Given passage ▸
Content starts
Other than that it's just a wish......

Saturday, January 28, 2012

Why I hate religion but Love Jesus

http://www.youtube.com/watch?v=1IAhDGYlpqY

This video shows the truth of who God is and how the church shouldn't be run by religion but by God's grace, mercy and love. He is a wonderful counselor a loving God and we should be representations of him and not what this world is!

Tuesday, January 17, 2012

My life as of now

How many people do I like/am attracted to right now?
2 and a possible
1 white boy, 1 boy from another church and the other one is just sexual attraction(which is not cool)
Guess how many people like me, NONE!
Oh Joy! -________-
Welcome to the land of the single for 3 years.
What am I doing wrong?!?!

Sunday, January 15, 2012

It's Hard

It's Hard to be around all the people that are falling in love
I mean it's cute to see them fall in love and begin to move forward in their lives
But it's hard when you have been single for 3 years and have no perspective people in your life
I know that things will come in due time but it's still hard to sit and act like it doesn't affect me
It gets hard to know that I am about to be 20 years old and there is no one that even likes me
I feel like my personality scares a lot of people off but I don't mean too
It's just that I am a very bold, outgoing, crazy person that just loves life and tries to find the joy in everything
But that shouldn't scare people off
I know that you may see all of that on the outside but you have to look at the inside too
I am a sensitive, caring, loving, gentle person and I wish that someone could see that
Why must I be overlooked all the time?
Content ends
Assignment 1 ▸
Please copy the blog posts from "It's Hard to" to "all the time?".
Assignment 2 ▸
Rewrite the paragraph in the blog posts that begins "This video shows the truth" as a shorter version that keeps its main points.
Assignment 3 ▸
According to the blog posts, what age is the writer about to turn?

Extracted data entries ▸
Content starts
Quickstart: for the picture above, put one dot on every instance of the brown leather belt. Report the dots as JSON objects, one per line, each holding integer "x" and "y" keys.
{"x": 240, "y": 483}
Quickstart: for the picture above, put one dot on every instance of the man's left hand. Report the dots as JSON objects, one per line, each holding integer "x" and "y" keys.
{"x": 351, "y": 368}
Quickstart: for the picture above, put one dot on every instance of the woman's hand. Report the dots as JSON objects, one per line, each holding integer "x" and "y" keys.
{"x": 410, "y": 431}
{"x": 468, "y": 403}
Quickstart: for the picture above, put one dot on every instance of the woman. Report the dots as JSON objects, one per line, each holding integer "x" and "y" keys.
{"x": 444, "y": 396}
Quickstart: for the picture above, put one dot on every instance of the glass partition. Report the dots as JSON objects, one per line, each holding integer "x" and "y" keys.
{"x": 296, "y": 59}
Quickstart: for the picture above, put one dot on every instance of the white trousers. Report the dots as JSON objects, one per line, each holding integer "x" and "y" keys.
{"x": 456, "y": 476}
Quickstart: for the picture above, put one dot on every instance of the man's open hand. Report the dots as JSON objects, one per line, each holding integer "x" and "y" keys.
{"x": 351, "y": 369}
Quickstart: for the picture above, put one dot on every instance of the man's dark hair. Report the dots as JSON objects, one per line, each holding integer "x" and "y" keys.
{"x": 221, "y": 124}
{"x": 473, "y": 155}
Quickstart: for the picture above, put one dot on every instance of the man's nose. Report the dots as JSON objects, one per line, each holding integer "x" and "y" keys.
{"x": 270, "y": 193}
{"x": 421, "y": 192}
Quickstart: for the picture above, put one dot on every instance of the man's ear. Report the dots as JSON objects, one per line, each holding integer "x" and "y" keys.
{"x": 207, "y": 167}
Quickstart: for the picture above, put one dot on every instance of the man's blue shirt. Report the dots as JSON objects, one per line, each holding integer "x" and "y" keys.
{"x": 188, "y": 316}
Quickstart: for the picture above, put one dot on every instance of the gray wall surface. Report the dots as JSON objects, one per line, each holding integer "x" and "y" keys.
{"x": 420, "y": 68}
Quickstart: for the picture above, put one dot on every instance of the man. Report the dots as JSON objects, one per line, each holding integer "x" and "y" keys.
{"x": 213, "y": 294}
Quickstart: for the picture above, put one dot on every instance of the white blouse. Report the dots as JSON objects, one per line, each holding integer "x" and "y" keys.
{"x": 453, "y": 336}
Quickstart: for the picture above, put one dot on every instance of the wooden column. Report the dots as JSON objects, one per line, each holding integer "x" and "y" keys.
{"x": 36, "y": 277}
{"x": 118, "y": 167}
Content ends
Task response 1 ▸
It's Hard to be around all the people that are falling in love
I mean it's cute to see them fall in love and begin to move forward in their lives
But it's hard when you have been single for 3 years and have no perspective people in your life
I know that things will come in due time but it's still hard to sit and act like it doesn't affect me
It gets hard to know that I am about to be 20 years old and there is no one that even likes me
I feel like my personality scares a lot of people off but I don't mean too
It's just that I am a very bold, outgoing, crazy person that just loves life and tries to find the joy in everything
But that shouldn't scare people off
I know that you may see all of that on the outside but you have to look at the inside too
I am a sensitive, caring, loving, gentle person and I wish that someone could see that
Why must I be overlooked all the time?

Task response 2 ▸
The video shows who God truly is and argues that the church should be run by God's grace, mercy and love rather than by religion. God is a wonderful counselor and a loving God, and people should represent him instead of the world.

Task response 3 ▸
20 years old.